The problem. Rewrite every line of the listing between the lines holding "Exercise. Point out every instance of the shadow" and "x=84, y=380", inclusive, adding 68 to each coordinate in the answers and leaving all other numbers as they are.

Material.

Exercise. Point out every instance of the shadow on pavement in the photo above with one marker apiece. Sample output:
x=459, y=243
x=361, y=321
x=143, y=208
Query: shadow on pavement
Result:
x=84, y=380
---
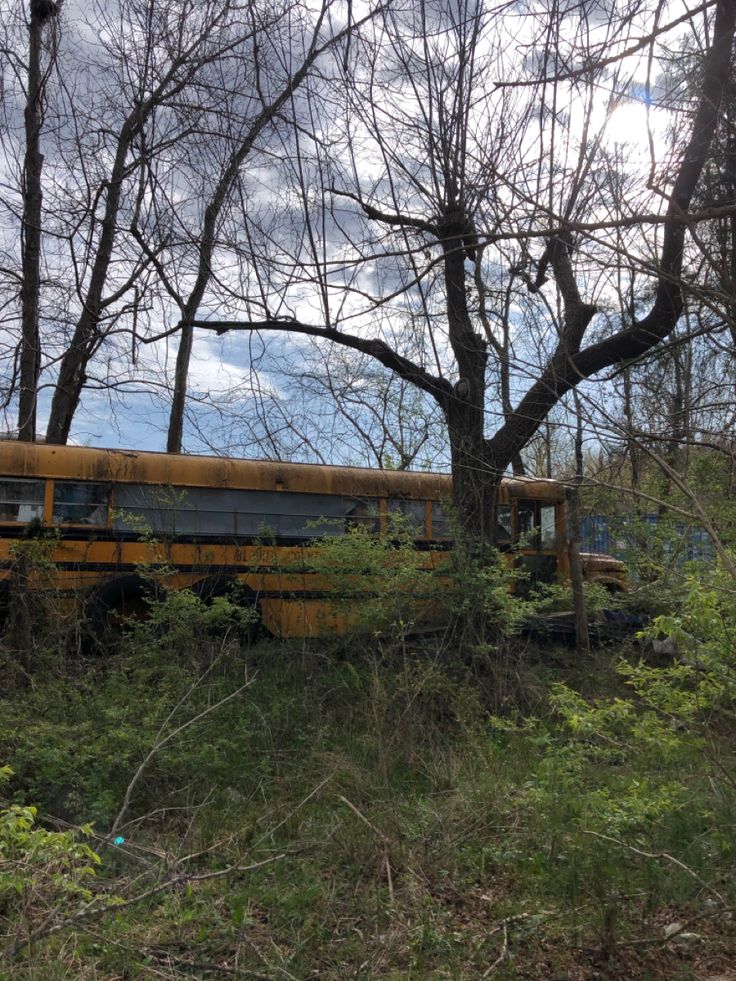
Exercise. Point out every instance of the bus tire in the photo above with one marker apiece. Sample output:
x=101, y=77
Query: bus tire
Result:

Solution.
Exercise. Point out every instance of the shadow on pavement in the photo above with one marker apiece. Sample output:
x=459, y=243
x=361, y=321
x=143, y=208
Query: shadow on pavement
Result:
x=152, y=448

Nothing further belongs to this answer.